[begin Material for this exercise]
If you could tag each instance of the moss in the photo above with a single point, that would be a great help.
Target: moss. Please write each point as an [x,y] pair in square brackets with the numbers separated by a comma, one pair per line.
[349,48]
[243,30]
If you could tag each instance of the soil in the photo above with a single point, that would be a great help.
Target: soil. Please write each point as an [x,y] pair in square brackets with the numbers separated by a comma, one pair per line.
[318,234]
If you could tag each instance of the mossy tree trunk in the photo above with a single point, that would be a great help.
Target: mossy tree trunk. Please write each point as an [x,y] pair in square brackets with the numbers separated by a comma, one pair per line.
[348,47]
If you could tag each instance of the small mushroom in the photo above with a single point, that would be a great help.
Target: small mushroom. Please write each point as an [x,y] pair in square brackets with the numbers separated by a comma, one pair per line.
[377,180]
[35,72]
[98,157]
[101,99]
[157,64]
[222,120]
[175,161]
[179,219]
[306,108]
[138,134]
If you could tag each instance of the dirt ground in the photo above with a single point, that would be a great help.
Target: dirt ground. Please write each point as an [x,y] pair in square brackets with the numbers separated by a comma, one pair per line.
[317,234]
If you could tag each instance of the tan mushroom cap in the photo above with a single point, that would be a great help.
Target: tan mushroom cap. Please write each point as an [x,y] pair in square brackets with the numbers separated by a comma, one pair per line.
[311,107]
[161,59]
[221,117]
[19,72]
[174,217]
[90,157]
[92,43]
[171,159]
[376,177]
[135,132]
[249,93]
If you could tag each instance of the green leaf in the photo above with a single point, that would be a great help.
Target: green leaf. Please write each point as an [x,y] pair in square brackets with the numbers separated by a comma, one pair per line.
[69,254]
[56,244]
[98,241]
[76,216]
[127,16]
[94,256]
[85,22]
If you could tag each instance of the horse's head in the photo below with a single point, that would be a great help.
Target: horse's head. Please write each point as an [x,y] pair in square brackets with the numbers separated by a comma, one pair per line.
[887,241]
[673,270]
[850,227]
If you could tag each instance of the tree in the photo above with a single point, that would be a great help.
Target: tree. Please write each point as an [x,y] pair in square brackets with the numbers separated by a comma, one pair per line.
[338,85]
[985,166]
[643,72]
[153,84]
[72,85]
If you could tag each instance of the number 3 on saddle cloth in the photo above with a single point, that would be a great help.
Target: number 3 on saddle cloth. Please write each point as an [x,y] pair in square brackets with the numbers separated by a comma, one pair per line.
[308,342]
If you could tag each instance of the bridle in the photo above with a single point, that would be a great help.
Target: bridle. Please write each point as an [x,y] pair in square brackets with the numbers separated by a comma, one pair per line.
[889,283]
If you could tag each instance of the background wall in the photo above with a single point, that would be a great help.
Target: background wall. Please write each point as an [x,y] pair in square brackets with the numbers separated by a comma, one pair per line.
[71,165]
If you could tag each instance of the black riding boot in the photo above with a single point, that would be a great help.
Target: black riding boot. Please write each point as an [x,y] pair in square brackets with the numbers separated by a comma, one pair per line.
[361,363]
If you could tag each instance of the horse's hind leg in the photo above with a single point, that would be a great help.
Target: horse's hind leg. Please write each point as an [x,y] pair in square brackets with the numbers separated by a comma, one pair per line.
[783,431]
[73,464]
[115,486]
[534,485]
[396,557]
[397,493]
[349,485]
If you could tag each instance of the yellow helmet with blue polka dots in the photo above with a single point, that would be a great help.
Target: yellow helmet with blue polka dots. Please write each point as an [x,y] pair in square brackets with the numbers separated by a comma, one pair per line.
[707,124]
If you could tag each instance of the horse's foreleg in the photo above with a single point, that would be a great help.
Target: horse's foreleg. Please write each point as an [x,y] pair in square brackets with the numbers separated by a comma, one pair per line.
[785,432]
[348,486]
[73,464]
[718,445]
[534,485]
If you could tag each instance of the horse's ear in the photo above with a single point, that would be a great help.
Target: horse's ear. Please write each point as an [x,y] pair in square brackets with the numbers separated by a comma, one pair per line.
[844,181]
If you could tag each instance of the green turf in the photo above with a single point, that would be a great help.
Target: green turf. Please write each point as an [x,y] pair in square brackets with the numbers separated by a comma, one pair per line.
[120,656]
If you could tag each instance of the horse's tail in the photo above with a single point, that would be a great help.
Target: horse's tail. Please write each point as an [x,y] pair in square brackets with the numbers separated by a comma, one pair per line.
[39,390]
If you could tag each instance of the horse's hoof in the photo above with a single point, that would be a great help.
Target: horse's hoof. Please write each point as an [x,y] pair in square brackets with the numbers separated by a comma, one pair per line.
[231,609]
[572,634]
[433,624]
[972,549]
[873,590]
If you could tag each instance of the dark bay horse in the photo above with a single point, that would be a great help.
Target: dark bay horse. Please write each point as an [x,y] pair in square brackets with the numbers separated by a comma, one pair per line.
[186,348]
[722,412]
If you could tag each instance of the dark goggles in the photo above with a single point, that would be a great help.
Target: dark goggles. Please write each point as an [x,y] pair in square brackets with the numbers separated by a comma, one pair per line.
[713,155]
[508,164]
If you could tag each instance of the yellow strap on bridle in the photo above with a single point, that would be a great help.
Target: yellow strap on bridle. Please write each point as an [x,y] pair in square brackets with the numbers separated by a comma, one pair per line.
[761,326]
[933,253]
[end Material for this exercise]
Reproduce the material verbatim, line by line.

## Exercise answer
If you could tag each instance of the moss in the photo above with a single point, that would be a great help.
Target: moss. Please write each point as an [x,y] pair in square brackets with the numbers separated by a comma, one pair per line.
[349,48]
[243,30]
If you could tag each instance of the soil in the photo above with a single point, that would be a great help.
Target: soil. Please write each point as an [x,y] pair in square brackets with the numbers separated by a comma, one pair per line.
[318,234]
If you could tag each instance of the mossy tree trunk in the photo above with a single point, that would be a great help.
Target: mossy tree trunk. Please write each point as an [x,y] pair in square brackets with the numbers separated by a comma, one pair per line.
[348,47]
If you could tag each instance of the small mushroom in the photo above with a single point, that would be a great help.
Target: small mushroom. Please write each point as an [x,y] pair in square brackets with the numbers separated by a comma, one pair per line.
[377,180]
[35,72]
[98,157]
[101,99]
[157,64]
[222,120]
[175,161]
[179,219]
[306,108]
[138,134]
If you could tag each instance of the dirt ground in the photo above with a single point, that would be a great help.
Target: dirt ground. Please write each point as an [x,y] pair in square brackets with the numbers separated by a comma, one pair per line.
[317,234]
If you could tag each instance of the tan mushroom cap in the photo above with a single point, that would be a great help.
Target: tan mushroom cap. Please write each point as an [x,y] pair in square brackets with the numbers separated by a comma, one pair per line.
[311,107]
[161,59]
[221,117]
[19,72]
[174,217]
[90,157]
[92,43]
[171,159]
[376,177]
[135,132]
[249,93]
If you could tag each instance of the green leaf in the photo above with a single point, that would be a great help.
Target: green leaf. Please write each point as an [x,y] pair in square brackets with the numbers separated by a comma, one pair per line.
[69,254]
[56,244]
[98,241]
[76,216]
[127,16]
[94,256]
[85,22]
If you could tag each instance of the horse's head in the photo below with a single point, that would be a great help.
Target: horse's head. Please write each point as an [x,y] pair in square brackets with the numbers separated by a comma, one pair per line.
[887,241]
[673,270]
[850,227]
If you could tag each instance of the tree in the photo above with a single point, that would be a great help.
Target: tree. Please write each point as an [x,y] pair in square brackets with the numbers separated by a comma, one pair per line.
[338,85]
[985,166]
[643,72]
[153,84]
[72,85]
If you could tag each instance of the number 3 on saddle cloth in the photo above with a single point, that would be a great help.
Target: number 3 on saddle cloth. Please write each point as an [x,y] pair in square brackets with the numbers separated by a comma, one pair per line.
[308,342]
If you could tag each instance of the bridle in the photo above with a single point, that would be a great help.
Target: bridle. Please write each point as an [x,y] pair in square brackets with the numbers separated by a comma, one pair per line.
[889,283]
If you could tag each instance of the background wall in the photo above with a single point, that would be a great help.
Target: background wall. Please write each point as an [x,y] pair in square brackets with the numbers separated by a comma, one pair per line.
[71,165]
If you could tag each instance of the black riding boot in the photo above with a single point, that would be a great help.
Target: black riding boot. Please write each point as an [x,y] pair in square brackets with the numbers separated by a comma, one pair per line.
[361,363]
If you could tag each instance of the horse's hind leg in the photo above with a single point, that would be a great help.
Target: horse's hind leg. Please write each point as an [x,y] pair in square brackets with the numbers separated by a comma, one pair per line.
[783,431]
[73,464]
[115,486]
[534,485]
[396,557]
[397,493]
[349,485]
If you could tag each instance of the yellow helmet with blue polka dots in the photo above with a single point, that would be a great help.
Target: yellow helmet with blue polka dots. Please write each point as an [x,y] pair in square brackets with the numbers separated by a comma, one pair per line.
[707,124]
If you could tag each instance of the horse's foreleg in the photo above with a single point, that would be a great help.
Target: horse's foreleg. Please write each point as an [x,y] pair in square brackets with the numbers separated by a comma, one pair per line.
[785,432]
[348,486]
[73,464]
[718,445]
[534,485]
If you could tag each instance of the horse's ear in the photo above with a single point, that would be a great help.
Target: horse's ear. Please write each point as an [x,y] pair in square brackets with the numbers separated by a comma, one pair per line.
[844,181]
If you could tag each instance of the green turf in the photo above with a single point, that would be a great help.
Target: green turf. Please write each point as an [x,y] pair in square brackets with the numbers separated by a comma, one pair per line.
[120,656]
If you could tag each instance of the horse's tail in the photo above with a single point, that would be a great help.
Target: horse's tail. Please write each point as an [x,y] pair in square brackets with the numbers separated by a comma, one pair per line.
[39,390]
If you could tag each instance of the horse's hoof in the photo above with a single point, that would be a great help.
Target: horse's hoof. Please write each point as an [x,y] pair in square brackets with the numbers separated by a comma, one pair per line.
[231,609]
[572,634]
[433,624]
[972,549]
[873,590]
If you could tag each instance of the dark bay horse in the photo above with a single point, that would be a great help.
Target: dark bay horse. Please write each point as an [x,y] pair in square brackets with the numbers separated by a comma, one pair per line.
[186,348]
[722,412]
If you could tag each instance of the dark goggles in the photo above with a single point, that would be a great help.
Target: dark goggles. Please write each point as an [x,y] pair in square brackets with the numbers separated by a comma, one pair per line.
[713,155]
[508,164]
If you could tag each instance of the yellow strap on bridle in the photo above with a single point, that would be a great help.
Target: yellow strap on bridle. Please write each point as an [x,y] pair in square brackets with the numbers separated by a comma, one pair per line.
[761,326]
[933,253]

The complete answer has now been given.